Kutipan yang Diberikan
┌────────
Jakarta Selatan – JAGAT BATARA. Senin, 18 November 2024. Kuasa hukum Duta Palma Grup, Handika Honggowongso, mengajukan permohonan kepada Kejaksaan Agung untuk menjalankan proses hukum yang adil dan proporsional terkait dengan kasus dugaan korupsi dan pencucian uang yang melibatkan sejumlah perusahaan sawit, termasuk Duta Palma. Handika menegaskan, penting bagi Kejaksaan Agung untuk mempertimbangkan dampak sosial dan ekonomi yang akan ditimbulkan bagi ribuan karyawan yang menggantungkan hidup pada perusahaan tersebut, terutama setelah penyitaan aset dan uang yang dilakukan penyidik Kejaksaan Agung.
“Apabila seluruh proses bisnis Duta Palma dan pihak terafiliasi dianggap sebagai bagian dari skema pencucian uang, dengan penyitaan uang tunai dan pemblokiran rekening perusahaan, kami mohon Kejaksaan Agung untuk mempertimbangkan nasib 23.000 karyawan yang menghidupi ratusan ribu keluarga mereka,” ujar Handika dalam keterangan tertulisnya pada Sabtu (16/11/2024).
Ancaman PHK Massal akibat Penyitaan Aset
Handika menjelaskan, setelah penetapan tersangka terhadap sejumlah pihak yang terafiliasi dengan Duta Palma, perusahaan mengalami guncangan luar biasa yang berpotensi menyebabkan kegagalan operasional besar-besaran. Penyitaan aset dan uang yang dilakukan oleh Kejaksaan Agung, menurutnya, bisa berujung pada terjadinya Pemutusan Hubungan Kerja (PHK) besar-besaran jika tidak ada solusi yang bijaksana.
└────────
Data yang Diberikan
┌────────
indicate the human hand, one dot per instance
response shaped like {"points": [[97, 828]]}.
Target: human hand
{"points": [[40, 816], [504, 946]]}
└────────
Tujuan Latihan
Salin ulang seluruh kutipan tentang permohonan kuasa hukum Duta Palma kepada Kejaksaan Agung tanpa mengubah apa pun. Data ini merupakan bahan tersendiri yang tidak berkaitan dengan kutipan.

Jawaban Lengkap
Jakarta Selatan – JAGAT BATARA. Senin, 18 November 2024. Kuasa hukum Duta Palma Grup, Handika Honggowongso, mengajukan permohonan kepada Kejaksaan Agung untuk menjalankan proses hukum yang adil dan proporsional terkait dengan kasus dugaan korupsi dan pencucian uang yang melibatkan sejumlah perusahaan sawit, termasuk Duta Palma. Handika menegaskan, penting bagi Kejaksaan Agung untuk mempertimbangkan dampak sosial dan ekonomi yang akan ditimbulkan bagi ribuan karyawan yang menggantungkan hidup pada perusahaan tersebut, terutama setelah penyitaan aset dan uang yang dilakukan penyidik Kejaksaan Agung.
“Apabila seluruh proses bisnis Duta Palma dan pihak terafiliasi dianggap sebagai bagian dari skema pencucian uang, dengan penyitaan uang tunai dan pemblokiran rekening perusahaan, kami mohon Kejaksaan Agung untuk mempertimbangkan nasib 23.000 karyawan yang menghidupi ratusan ribu keluarga mereka,” ujar Handika dalam keterangan tertulisnya pada Sabtu (16/11/2024).
Ancaman PHK Massal akibat Penyitaan Aset
Handika menjelaskan, setelah penetapan tersangka terhadap sejumlah pihak yang terafiliasi dengan Duta Palma, perusahaan mengalami guncangan luar biasa yang berpotensi menyebabkan kegagalan operasional besar-besaran. Penyitaan aset dan uang yang dilakukan oleh Kejaksaan Agung, menurutnya, bisa berujung pada terjadinya Pemutusan Hubungan Kerja (PHK) besar-besaran jika tidak ada solusi yang bijaksana.